## SET TASK 1
From the London Skolars match preview, list each thing described as new at the New River Stadium.
## SET TASK 2
Decide whether each statement agrees with the London Skolars match preview, supporting each verdict with a quotation: (a) Skolars lost by four points at Hunslet last week. (b) Hunslet conceded more penalties than Skolars. (c) Most of the first-quarter penalties against Skolars were for holding down.

## EXCERPTED TEXT
Thursday 28 July 2016

Saturday's Coming: London Skolars


In 2013, we wrote of London Skolars how they spoiled you to a standstill and fed off your mounting frustration. Three years on much has changed at the New River Stadium: New coach, new team, new plastic postage-stamp of a pitch - but it seems that the ‘Skolars Way’ prevails.

Having scraped into the eight at the expense of Newcastle, Skolars began their run-in at Hunslet last week with a narrow 30-26 defeat. But it’s what occured betrween the scoring that caught our beady eye.

Not unexpectedly, Skolars shipped over a dozen penalties (twice as many as Hunslet) - six of them in the first quarter alone: the majority for holding down. It left Huslet coach Matt Bramals seething” “The tactic of slowing the game down disrupted our rhythm…” he said. “How many penalties have to be given before something is done?”

## DATA BLOCK
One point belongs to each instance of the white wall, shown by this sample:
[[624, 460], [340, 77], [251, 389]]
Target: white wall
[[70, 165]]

## TASK RESULT 1
- New coach
- New team
- New plastic postage-stamp of a pitch

## TASK RESULT 2
(a) Yes: "Skolars began their run-in at Hunslet last week with a narrow 30-26 defeat."
(b) No: "Skolars shipped over a dozen penalties (twice as many as Hunslet)"
(c) Yes: "six of them in the first quarter alone: the majority for holding down."